++++ RECORDS FOR THE EXERCISE

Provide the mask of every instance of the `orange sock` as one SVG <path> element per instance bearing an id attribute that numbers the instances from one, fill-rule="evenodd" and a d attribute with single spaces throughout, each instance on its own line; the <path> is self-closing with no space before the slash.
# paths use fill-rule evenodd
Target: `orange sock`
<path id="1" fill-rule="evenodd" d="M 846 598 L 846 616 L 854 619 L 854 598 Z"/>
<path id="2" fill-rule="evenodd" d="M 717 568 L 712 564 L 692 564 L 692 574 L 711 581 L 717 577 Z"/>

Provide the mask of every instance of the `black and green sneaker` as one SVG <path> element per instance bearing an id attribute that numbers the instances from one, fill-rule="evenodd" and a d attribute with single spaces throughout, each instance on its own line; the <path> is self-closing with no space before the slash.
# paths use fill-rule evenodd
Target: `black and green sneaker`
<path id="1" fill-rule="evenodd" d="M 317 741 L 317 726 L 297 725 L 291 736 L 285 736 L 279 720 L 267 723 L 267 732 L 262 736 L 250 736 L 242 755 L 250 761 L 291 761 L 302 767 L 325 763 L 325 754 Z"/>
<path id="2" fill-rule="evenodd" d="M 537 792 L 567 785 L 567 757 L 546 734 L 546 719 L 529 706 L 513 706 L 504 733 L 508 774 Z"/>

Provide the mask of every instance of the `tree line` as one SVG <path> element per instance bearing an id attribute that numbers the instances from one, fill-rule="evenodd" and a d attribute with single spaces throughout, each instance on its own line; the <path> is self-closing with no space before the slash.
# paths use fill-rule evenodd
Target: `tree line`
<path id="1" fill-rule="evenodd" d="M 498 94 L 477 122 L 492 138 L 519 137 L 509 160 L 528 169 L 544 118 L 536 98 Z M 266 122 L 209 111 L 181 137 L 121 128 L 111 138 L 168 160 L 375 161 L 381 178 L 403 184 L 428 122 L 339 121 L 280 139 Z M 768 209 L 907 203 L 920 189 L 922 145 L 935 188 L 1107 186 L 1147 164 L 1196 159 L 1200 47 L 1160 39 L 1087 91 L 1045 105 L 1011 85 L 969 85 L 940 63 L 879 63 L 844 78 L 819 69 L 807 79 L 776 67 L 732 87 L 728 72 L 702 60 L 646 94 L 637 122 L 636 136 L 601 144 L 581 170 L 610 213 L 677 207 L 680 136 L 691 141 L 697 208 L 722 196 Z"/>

++++++++

All lines of the records containing "every" should be shown.

* TASK RESPONSE *
Provide the mask of every instance of the `orange sock` as one SVG <path> element per instance bearing an id attribute that numbers the instances from one, fill-rule="evenodd" and a d attribute with single spaces throughout, each instance on its own line; the <path> is self-closing with no space before the slash.
Provide the mask of every instance of the `black and green sneaker` as one SVG <path> element per instance bearing an id attribute that numbers the instances from one, fill-rule="evenodd" and a d attribute with single spaces throughout, each instance on its own line; the <path> is self-closing with no space before the slash.
Provide the mask of every instance of the `tree line` as one SVG <path> element per instance bearing an id attribute that numbers the instances from one, fill-rule="evenodd" and a d attribute with single spaces throughout, each instance on its own line; the <path> is self-closing with no space before the slash.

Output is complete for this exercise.